* [CHALLENGE 1]:
Answer these questions about the forum post on absolute factorization.
(a) Which library provides the means to compute absolute factors of polynomials?
(b) Which polynomial is given as an example of an absolutely irreducible one?
(c) Under what name is the list of absolute factors stored in the ring that absFactorize creates?

* [DOCUMENT EXCERPT]:
+-------+

Dear Katya,
the new Singular 3.0 library "absfact.lib" provides the means to compute absolute factors of polynomials, that is irreducible factors over algebraic closure of the coefficient field.
Your example x^2+y^2+z^2 is absolutely irreducible:
Code:
> ring r=0,(x,y,z),dp;
> LIB "absfact.lib";
> poly f=x^2+y^2+z^2;
> def S = absFactorize(f);
// 'absFactorize' created a ring, in which a list absolute_factors (the
// absolute factors) is stored.
// To access the list of absolute factors, type (if the name S was assigned
// to the return value):
setring(S); absolute_factors;
> setring(S); absolute_factors;
[1]:
_[1]=1
_[2]=x2+y2+z2
[2]:
1,1
[3]:
_[1]=(a)

+-------+

Dataset rows on where objects appear:
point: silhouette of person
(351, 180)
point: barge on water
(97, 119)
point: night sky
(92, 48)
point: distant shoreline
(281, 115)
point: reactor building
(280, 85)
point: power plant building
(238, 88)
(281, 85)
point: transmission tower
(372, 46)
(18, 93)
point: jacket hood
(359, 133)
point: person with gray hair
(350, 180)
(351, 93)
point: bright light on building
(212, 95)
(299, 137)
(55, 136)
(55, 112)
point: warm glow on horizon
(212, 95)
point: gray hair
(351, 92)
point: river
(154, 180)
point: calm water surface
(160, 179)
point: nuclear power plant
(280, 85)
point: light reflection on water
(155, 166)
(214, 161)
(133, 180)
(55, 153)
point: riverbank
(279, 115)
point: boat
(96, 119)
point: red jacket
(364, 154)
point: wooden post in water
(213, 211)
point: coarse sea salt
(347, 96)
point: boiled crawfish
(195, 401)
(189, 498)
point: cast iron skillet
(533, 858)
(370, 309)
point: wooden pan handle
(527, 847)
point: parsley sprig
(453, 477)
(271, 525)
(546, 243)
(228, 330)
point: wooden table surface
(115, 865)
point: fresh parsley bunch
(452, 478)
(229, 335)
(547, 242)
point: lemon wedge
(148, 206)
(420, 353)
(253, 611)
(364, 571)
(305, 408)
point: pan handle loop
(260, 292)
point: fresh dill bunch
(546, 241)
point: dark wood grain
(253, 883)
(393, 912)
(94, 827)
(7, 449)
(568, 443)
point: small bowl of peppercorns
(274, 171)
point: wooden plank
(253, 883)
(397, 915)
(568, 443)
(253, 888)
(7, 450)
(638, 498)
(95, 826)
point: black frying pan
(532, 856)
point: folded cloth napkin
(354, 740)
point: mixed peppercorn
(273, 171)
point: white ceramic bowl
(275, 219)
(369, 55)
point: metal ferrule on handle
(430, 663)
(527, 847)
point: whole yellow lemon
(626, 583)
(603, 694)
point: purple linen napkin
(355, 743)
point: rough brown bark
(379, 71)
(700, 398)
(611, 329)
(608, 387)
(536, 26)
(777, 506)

+-------+

* [CHALLENGE 2]:
Update the records from the line containing "point: barge on water" through the end of the records, replacing "wooden" with "timber" and changing nothing else.

* [CORRECT RESULT 1]:
(a) The Singular 3.0 library "absfact.lib".
(b) x^2+y^2+z^2.
(c) absolute_factors.

* [CORRECT RESULT 2]:
point: barge on water
(97, 119)
point: night sky
(92, 48)
point: distant shoreline
(281, 115)
point: reactor building
(280, 85)
point: power plant building
(238, 88)
(281, 85)
point: transmission tower
(372, 46)
(18, 93)
point: jacket hood
(359, 133)
point: person with gray hair
(350, 180)
(351, 93)
point: bright light on building
(212, 95)
(299, 137)
(55, 136)
(55, 112)
point: warm glow on horizon
(212, 95)
point: gray hair
(351, 92)
point: river
(154, 180)
point: calm water surface
(160, 179)
point: nuclear power plant
(280, 85)
point: light reflection on water
(155, 166)
(214, 161)
(133, 180)
(55, 153)
point: riverbank
(279, 115)
point: boat
(96, 119)
point: red jacket
(364, 154)
point: timber post in water
(213, 211)
point: coarse sea salt
(347, 96)
point: boiled crawfish
(195, 401)
(189, 498)
point: cast iron skillet
(533, 858)
(370, 309)
point: timber pan handle
(527, 847)
point: parsley sprig
(453, 477)
(271, 525)
(546, 243)
(228, 330)
point: timber table surface
(115, 865)
point: fresh parsley bunch
(452, 478)
(229, 335)
(547, 242)
point: lemon wedge
(148, 206)
(420, 353)
(253, 611)
(364, 571)
(305, 408)
point: pan handle loop
(260, 292)
point: fresh dill bunch
(546, 241)
point: dark wood grain
(253, 883)
(393, 912)
(94, 827)
(7, 449)
(568, 443)
point: small bowl of peppercorns
(274, 171)
point: timber plank
(253, 883)
(397, 915)
(568, 443)
(253, 888)
(7, 450)
(638, 498)
(95, 826)
point: black frying pan
(532, 856)
point: folded cloth napkin
(354, 740)
point: mixed peppercorn
(273, 171)
point: white ceramic bowl
(275, 219)
(369, 55)
point: metal ferrule on handle
(430, 663)
(527, 847)
point: whole yellow lemon
(626, 583)
(603, 694)
point: purple linen napkin
(355, 743)
point: rough brown bark
(379, 71)
(700, 398)
(611, 329)
(608, 387)
(536, 26)
(777, 506)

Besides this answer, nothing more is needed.